[Entries from an annotation dataset]
* * *

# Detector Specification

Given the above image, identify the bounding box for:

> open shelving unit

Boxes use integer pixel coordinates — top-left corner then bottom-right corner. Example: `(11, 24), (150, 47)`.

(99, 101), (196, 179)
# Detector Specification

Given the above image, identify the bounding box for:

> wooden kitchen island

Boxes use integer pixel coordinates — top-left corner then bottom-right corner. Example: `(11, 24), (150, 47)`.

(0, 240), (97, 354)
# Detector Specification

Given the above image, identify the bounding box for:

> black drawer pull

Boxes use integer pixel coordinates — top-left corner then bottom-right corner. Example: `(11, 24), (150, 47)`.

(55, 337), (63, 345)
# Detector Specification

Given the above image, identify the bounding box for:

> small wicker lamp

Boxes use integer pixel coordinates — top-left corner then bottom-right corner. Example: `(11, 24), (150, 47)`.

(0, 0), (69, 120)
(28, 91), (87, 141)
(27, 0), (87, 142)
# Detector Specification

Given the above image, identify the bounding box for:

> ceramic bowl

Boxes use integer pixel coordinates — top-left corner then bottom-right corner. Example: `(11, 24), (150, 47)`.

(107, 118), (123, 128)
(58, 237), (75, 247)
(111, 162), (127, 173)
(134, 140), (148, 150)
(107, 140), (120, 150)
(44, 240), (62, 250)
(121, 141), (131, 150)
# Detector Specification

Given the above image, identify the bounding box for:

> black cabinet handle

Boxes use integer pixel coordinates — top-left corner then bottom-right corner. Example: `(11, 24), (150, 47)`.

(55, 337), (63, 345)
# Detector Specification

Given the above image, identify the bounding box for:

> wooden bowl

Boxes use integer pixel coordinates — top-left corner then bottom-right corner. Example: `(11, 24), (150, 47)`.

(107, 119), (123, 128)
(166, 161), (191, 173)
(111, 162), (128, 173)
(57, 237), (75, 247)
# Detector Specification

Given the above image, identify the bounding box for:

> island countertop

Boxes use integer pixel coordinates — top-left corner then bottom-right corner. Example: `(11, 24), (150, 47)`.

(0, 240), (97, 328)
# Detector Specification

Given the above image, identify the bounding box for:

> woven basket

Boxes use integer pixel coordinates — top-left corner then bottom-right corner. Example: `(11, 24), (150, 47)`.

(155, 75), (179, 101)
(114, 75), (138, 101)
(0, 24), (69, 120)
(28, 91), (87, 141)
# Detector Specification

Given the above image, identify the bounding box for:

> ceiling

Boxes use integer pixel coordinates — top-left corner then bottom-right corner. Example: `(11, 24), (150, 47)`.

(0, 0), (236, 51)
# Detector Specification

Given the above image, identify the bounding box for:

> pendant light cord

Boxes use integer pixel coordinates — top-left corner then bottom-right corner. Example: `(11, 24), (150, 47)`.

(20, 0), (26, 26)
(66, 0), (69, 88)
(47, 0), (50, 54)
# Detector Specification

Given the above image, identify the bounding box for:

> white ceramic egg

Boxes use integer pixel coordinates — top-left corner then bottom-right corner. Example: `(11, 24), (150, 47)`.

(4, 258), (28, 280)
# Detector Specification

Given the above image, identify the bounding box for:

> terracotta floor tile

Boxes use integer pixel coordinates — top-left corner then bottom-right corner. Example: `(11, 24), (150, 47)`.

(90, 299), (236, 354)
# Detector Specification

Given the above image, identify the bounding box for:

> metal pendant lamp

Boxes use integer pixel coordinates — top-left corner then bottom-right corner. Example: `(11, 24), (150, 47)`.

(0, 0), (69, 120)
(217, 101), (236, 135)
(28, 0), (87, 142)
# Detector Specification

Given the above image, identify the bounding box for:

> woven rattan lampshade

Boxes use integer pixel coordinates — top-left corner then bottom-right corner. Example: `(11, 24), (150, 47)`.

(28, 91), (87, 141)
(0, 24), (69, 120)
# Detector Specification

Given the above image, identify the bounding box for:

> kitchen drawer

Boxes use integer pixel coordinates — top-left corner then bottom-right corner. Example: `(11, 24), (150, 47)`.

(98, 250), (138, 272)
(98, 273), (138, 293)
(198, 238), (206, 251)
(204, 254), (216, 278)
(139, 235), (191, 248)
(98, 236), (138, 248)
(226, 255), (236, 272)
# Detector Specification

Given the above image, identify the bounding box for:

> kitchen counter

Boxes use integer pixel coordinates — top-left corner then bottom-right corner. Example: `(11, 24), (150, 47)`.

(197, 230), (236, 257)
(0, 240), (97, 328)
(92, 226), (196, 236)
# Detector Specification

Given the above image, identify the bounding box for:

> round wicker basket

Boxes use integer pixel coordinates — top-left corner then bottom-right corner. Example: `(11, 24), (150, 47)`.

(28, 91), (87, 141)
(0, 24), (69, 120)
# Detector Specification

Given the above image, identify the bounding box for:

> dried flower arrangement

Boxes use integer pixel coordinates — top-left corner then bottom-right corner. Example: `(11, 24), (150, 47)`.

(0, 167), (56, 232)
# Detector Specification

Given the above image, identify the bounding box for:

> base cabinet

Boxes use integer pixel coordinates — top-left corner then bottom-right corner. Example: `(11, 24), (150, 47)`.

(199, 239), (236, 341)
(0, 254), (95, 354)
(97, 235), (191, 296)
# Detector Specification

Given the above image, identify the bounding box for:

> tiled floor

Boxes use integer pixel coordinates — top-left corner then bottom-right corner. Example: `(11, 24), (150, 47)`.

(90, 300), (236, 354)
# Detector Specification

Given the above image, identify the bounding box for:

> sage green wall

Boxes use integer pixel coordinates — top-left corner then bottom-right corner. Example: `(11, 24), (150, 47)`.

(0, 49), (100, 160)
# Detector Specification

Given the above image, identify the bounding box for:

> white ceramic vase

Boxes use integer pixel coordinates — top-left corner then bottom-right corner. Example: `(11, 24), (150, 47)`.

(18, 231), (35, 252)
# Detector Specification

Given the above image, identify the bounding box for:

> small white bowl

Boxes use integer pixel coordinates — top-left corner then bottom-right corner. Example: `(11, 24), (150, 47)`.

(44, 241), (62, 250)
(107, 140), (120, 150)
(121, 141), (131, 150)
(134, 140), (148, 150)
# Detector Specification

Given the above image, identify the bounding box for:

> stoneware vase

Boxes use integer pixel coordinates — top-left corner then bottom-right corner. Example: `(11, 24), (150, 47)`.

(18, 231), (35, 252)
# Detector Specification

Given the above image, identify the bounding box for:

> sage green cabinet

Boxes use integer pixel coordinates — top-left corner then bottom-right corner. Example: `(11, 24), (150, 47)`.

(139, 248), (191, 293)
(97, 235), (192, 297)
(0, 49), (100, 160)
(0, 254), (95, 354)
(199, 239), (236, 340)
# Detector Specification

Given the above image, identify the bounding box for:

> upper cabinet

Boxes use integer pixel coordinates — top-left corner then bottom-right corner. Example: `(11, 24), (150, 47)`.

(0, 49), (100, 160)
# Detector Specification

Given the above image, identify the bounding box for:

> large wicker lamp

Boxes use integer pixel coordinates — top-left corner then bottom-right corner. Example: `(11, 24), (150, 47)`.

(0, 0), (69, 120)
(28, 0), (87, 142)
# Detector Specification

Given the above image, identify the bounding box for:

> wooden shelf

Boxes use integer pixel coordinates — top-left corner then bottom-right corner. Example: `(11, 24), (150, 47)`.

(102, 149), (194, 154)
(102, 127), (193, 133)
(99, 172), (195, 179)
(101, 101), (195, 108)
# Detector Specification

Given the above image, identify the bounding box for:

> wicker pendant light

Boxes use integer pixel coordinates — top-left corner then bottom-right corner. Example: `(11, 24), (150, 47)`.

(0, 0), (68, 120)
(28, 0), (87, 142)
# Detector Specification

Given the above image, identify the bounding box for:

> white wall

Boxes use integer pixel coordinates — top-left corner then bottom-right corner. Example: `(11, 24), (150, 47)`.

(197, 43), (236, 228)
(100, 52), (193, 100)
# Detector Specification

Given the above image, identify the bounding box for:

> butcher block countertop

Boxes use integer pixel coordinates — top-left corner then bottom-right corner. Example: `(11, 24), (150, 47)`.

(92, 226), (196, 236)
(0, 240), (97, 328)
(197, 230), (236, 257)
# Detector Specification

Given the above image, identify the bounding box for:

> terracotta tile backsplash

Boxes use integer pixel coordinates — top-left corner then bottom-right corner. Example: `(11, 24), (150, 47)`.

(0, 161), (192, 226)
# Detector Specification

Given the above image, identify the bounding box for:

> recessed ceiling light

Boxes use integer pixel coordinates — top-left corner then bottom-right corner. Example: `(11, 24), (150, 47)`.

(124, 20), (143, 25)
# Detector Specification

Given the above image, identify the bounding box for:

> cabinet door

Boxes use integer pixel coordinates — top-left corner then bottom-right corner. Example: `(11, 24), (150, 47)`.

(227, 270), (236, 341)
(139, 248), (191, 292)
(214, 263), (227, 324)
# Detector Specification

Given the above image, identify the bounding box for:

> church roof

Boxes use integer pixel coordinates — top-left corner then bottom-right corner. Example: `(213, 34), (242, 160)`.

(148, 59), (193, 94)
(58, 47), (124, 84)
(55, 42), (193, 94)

* * *

# Problem to work on:
Copy the material from its beginning through the line containing "(0, 240), (97, 354)", requests included, and scale every coordinate in the answers by 0.8, rounding to whole numbers with halves rounded up. Leave the numbers in the requests and their format samples unchanged.

# Finished task:
# Detector Specification

Given the above image, identify the bounding box for:

> open shelving unit

Boxes use integer pixel coordinates — top-left corner then bottom-right corner. Example: `(11, 24), (150, 47)`.

(79, 81), (157, 143)
# Detector Specification

Given the above image, identify the bounding box for:

> wooden kitchen island

Boxes use integer pixel coordinates — top-left corner then bottom-right corner. Example: `(11, 24), (150, 47)`.

(0, 192), (78, 283)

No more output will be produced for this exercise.